** Opening DATA TO USE block **

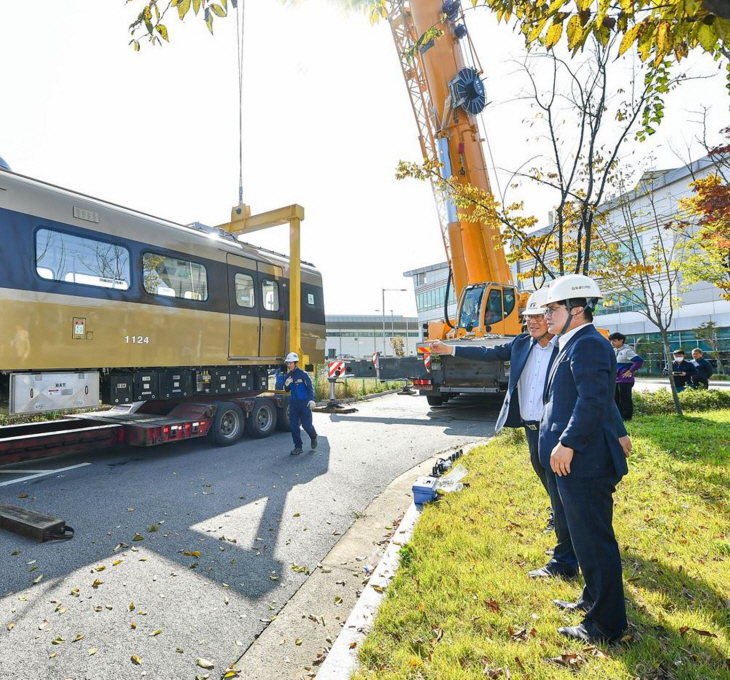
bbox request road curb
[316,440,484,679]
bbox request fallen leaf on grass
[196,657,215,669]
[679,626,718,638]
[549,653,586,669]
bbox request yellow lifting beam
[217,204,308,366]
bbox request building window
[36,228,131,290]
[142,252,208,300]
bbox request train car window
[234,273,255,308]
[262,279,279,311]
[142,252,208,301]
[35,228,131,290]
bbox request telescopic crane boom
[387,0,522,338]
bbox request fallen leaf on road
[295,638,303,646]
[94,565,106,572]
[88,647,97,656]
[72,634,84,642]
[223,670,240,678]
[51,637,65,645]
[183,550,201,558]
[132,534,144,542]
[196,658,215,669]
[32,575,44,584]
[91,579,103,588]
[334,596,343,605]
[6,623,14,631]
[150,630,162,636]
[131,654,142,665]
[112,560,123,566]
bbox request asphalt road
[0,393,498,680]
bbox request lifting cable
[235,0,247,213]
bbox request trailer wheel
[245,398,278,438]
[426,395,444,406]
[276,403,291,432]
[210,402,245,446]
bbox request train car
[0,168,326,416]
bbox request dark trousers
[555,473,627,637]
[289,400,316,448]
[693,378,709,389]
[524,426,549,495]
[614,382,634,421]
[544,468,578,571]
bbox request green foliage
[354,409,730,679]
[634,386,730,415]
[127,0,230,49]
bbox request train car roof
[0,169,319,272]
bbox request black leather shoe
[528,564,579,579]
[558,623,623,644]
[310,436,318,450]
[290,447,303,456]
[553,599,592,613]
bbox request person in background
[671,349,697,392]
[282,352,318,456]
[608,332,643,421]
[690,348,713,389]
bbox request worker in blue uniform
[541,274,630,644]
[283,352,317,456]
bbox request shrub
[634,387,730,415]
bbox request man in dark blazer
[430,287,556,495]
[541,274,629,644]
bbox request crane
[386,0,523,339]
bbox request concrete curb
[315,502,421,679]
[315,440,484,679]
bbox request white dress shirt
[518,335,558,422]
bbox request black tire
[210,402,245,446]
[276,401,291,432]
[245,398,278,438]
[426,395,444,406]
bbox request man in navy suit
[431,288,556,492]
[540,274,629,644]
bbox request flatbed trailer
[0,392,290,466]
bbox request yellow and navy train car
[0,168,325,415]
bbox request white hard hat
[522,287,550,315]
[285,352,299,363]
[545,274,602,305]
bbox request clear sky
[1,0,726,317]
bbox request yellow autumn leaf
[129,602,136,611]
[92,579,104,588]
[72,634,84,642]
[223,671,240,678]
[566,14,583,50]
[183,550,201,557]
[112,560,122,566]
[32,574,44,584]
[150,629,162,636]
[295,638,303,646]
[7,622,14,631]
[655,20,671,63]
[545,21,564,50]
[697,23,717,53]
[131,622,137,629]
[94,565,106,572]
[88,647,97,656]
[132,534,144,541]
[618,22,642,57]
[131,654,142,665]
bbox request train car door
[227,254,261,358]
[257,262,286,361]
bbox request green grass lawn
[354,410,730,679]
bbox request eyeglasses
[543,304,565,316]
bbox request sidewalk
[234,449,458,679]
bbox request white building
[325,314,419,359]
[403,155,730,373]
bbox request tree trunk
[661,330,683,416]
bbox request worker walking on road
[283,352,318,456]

** Closing DATA TO USE block **
** Opening DATA TO USE block **

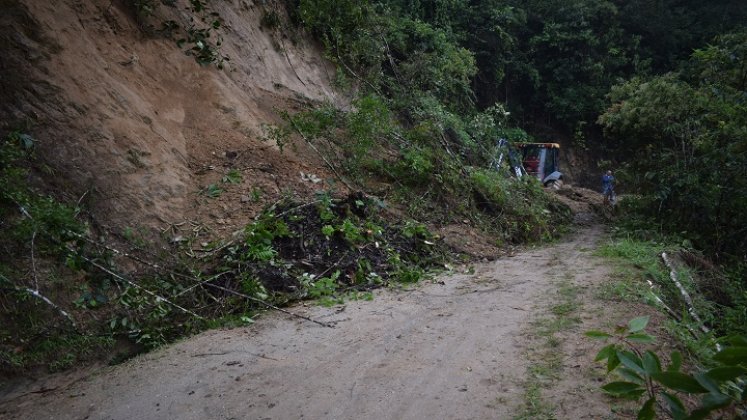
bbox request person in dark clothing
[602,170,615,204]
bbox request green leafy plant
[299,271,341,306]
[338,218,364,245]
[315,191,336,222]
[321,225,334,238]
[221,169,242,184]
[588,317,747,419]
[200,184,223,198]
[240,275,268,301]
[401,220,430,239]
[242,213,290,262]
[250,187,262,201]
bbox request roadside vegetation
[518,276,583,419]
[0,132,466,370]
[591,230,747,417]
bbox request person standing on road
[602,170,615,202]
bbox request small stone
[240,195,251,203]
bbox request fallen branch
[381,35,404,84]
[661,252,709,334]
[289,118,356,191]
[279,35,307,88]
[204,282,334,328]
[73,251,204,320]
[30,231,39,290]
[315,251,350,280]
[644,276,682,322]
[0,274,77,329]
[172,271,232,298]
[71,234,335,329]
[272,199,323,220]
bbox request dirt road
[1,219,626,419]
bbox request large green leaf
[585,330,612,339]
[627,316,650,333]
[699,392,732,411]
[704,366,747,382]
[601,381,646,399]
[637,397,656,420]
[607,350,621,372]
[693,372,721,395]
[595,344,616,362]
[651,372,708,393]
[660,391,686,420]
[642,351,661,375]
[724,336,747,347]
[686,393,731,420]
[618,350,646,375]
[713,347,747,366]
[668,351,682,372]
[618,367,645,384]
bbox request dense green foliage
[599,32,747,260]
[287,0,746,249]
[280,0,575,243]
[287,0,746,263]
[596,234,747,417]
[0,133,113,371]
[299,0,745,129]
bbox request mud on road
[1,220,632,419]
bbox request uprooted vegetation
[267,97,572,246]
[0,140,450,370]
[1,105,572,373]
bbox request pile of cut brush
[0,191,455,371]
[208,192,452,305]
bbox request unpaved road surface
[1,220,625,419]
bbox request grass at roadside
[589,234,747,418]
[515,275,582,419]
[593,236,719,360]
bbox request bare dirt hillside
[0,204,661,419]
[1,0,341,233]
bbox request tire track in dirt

** Closing DATA TO USE block **
** Opening DATA TO USE block **

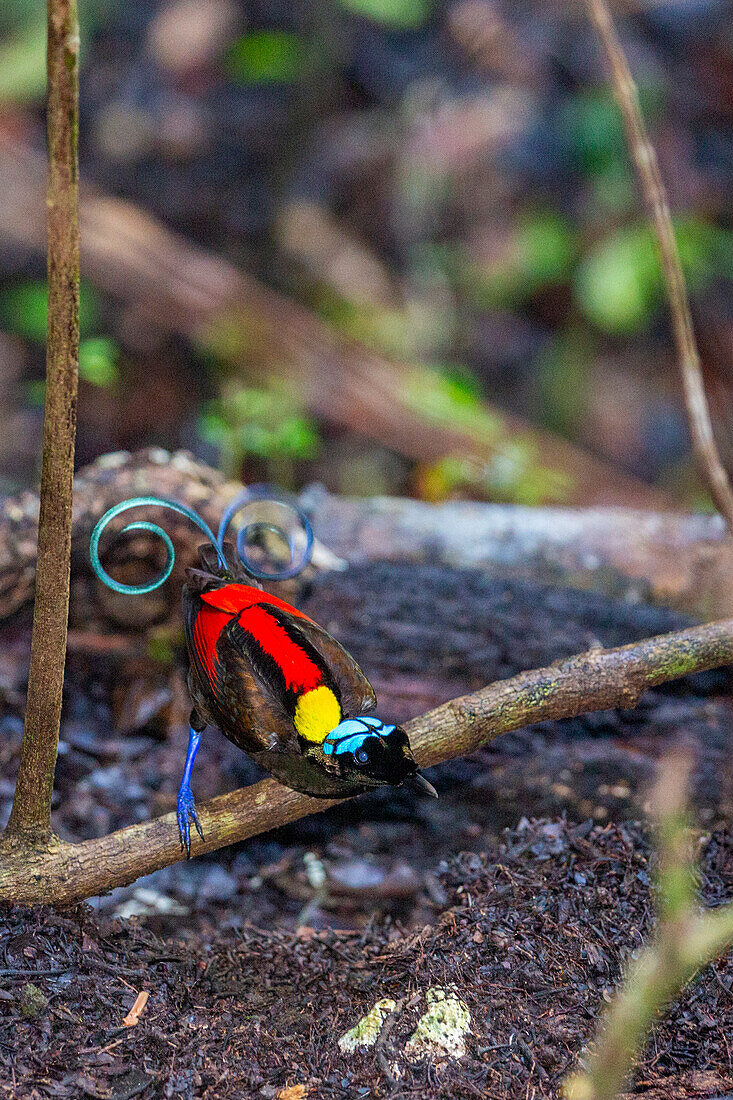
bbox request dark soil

** Closing DATA TO USE block **

[ASSIGNMENT]
Copy, exactly and only, the lines above that begin with the one containing "bbox request grass at roadside" and finish with the one containing "bbox request tire track in dirt".

[RESPONSE TO THIS TASK]
bbox request grass at roadside
[589,234,747,418]
[515,275,582,419]
[593,236,719,360]
bbox request bare dirt hillside
[0,204,661,419]
[1,0,341,233]
bbox request tire track in dirt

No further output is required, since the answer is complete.